### The problem
Lines from the top of the entries down to the line with "x=177, y=15" must be set down exactly as they stand, with both ends retained.

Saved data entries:
<<<<

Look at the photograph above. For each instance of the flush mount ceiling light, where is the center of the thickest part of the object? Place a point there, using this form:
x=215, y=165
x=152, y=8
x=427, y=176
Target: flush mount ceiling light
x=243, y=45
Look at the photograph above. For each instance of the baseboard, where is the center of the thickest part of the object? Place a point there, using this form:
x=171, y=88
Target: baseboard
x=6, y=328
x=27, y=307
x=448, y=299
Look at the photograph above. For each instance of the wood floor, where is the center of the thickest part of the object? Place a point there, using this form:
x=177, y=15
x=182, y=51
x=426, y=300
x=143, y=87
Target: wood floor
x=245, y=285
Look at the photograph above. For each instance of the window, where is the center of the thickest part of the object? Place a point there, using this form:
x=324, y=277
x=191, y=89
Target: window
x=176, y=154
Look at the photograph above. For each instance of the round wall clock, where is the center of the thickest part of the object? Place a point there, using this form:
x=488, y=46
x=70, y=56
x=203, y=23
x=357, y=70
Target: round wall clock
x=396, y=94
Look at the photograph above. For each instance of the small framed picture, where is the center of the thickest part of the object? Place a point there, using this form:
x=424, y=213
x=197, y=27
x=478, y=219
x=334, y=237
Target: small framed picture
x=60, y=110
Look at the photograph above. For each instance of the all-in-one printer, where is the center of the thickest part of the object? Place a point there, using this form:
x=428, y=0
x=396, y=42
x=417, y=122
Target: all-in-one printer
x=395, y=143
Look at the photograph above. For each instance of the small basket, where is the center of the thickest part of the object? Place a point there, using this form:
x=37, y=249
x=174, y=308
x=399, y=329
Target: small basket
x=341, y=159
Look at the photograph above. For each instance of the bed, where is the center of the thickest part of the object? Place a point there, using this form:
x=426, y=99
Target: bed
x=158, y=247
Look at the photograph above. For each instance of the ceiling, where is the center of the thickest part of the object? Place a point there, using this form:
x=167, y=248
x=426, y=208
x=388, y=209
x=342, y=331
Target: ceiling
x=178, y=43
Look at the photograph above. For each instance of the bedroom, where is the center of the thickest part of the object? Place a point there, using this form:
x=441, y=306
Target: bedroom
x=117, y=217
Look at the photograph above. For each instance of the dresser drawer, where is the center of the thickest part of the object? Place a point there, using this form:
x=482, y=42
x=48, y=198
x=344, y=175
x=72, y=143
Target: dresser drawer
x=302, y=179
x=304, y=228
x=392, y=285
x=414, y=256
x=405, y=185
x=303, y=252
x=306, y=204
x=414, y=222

>>>>

### Your solution
Look at the photograph above. For each instance of the flush mount ceiling light, where is the center of the thickest part of the object? Place a point there, using this form:
x=215, y=165
x=152, y=8
x=427, y=176
Target: flush mount ceiling light
x=243, y=45
Look at the photograph above. For each instance of the baseboard, where is the center of the thickest part of the object? Place a point there, using this form:
x=171, y=88
Target: baseboard
x=6, y=328
x=27, y=307
x=448, y=299
Look at the photograph above. For each instance of the wood floor, where is the center of the thickest part of the object? Place a point there, using this form:
x=177, y=15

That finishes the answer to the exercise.